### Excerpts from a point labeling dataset
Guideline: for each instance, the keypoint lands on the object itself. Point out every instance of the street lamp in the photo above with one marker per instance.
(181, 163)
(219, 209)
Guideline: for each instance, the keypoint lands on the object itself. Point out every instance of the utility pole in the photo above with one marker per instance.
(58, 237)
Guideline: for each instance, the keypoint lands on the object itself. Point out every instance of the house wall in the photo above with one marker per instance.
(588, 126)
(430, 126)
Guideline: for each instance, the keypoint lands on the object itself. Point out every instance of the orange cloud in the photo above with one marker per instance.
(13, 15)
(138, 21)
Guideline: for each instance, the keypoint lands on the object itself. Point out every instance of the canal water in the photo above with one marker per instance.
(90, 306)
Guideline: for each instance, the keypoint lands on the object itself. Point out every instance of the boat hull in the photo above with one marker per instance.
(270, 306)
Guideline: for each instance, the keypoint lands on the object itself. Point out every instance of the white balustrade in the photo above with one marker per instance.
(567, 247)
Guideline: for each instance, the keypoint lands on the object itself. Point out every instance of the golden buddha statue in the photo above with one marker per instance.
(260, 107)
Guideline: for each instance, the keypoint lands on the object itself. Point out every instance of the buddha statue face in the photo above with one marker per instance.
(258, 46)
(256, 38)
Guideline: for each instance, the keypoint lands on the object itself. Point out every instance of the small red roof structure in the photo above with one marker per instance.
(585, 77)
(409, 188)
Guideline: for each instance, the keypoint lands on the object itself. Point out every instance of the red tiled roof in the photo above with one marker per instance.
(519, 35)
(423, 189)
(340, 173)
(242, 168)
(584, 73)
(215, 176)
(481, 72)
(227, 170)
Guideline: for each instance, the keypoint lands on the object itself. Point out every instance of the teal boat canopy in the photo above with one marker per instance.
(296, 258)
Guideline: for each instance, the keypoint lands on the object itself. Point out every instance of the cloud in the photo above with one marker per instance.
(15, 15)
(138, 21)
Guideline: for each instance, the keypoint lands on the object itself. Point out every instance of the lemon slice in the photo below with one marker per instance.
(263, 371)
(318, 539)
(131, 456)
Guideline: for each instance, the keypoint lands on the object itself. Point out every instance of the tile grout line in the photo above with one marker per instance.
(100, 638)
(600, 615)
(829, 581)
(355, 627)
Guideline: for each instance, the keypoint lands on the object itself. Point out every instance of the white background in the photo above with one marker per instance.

### Directions for this task
Please edit all the items above so that each "marker" becomes "dot", changing nothing else.

### Response
Guideline: for each instance, the keypoint lands on the object itself. Point out every instance of the street lamp in the photo above with one dot per instance.
(181, 163)
(219, 209)
Guideline: for each instance, the keypoint lands on the object itself. Point out every instance of the utility pole in the photo above with one dot per instance.
(58, 237)
Guideline: for each instance, the keypoint lands on the object itself. Point out every instance of the house wall in the photo above with one dot per instance.
(588, 126)
(430, 126)
Guideline: for each instance, the keypoint lands on the object itself. Point out every instance of the orange cloud in the photo above with one dot per instance.
(13, 15)
(138, 21)
Guideline: for each instance, the keypoint lands on the object itself. Point out every instance of the canal water in the photo above with one dot per instance.
(90, 306)
Guideline: for each instance, the keypoint lands on the object itself. Point out every instance of the boat hull in the photo above with one dot per instance.
(270, 306)
Guideline: for each instance, the keypoint lands on the object itself. Point out every instance of the white balustrade in the photo above with one dot per instance.
(567, 247)
Guideline: for each instance, the keypoint lands on the object itself. Point out every instance of the golden buddha statue in the photo above with one dot per instance.
(260, 107)
Guideline: for each instance, the keypoint lands on the object itself. Point out every instance of the buddha statue face in the photo above with one dot per instance.
(258, 46)
(256, 38)
Guideline: for each instance, the keypoint lands on the object itself. Point out every instance of the small red roof structure in the photo above with one dot per instance.
(585, 77)
(409, 188)
Guideline: for each instance, the keypoint lands on the object itself. Point out every instance of the red tiled roof in the photo above with one dot per instance.
(519, 35)
(423, 189)
(340, 173)
(242, 168)
(584, 73)
(215, 176)
(481, 72)
(227, 170)
Guideline: for each instance, the keypoint lands on the object itself. Point out every instance of the teal boat canopy in the photo above with one dot per instance.
(296, 258)
Guideline: for each instance, the keypoint lands on the object itself. Point out every instance of the cloud in the photo above with one dot per instance.
(15, 15)
(138, 21)
Guideline: for each instance, the keypoint lands on the object itself. Point out every instance of the lemon slice in the photo below with one dot per instance.
(263, 371)
(318, 539)
(131, 456)
Guideline: for each instance, the keypoint lands on the object itself. Point out every instance of the tile grout line in the photo above with one dot per instance.
(100, 638)
(600, 615)
(829, 581)
(355, 627)
Guideline: for each instance, the keypoint lands on the object itself. Point out every instance of the white background in the photo above with one dot per instance.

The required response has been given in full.